## Coordinate annotation records
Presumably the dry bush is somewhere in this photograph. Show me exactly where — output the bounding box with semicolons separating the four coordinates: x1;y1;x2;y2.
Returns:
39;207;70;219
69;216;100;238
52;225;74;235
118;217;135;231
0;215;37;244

## WORK TO COMPLETE
Find each line in the records above that contains the word "separating" and copy it out in full.

## ANSWER BELOW
Presumably the dry bush is somewhere in this photograph. Show me exactly where — output the bounding box with semicolons separating the four coordinates: x1;y1;x2;y2.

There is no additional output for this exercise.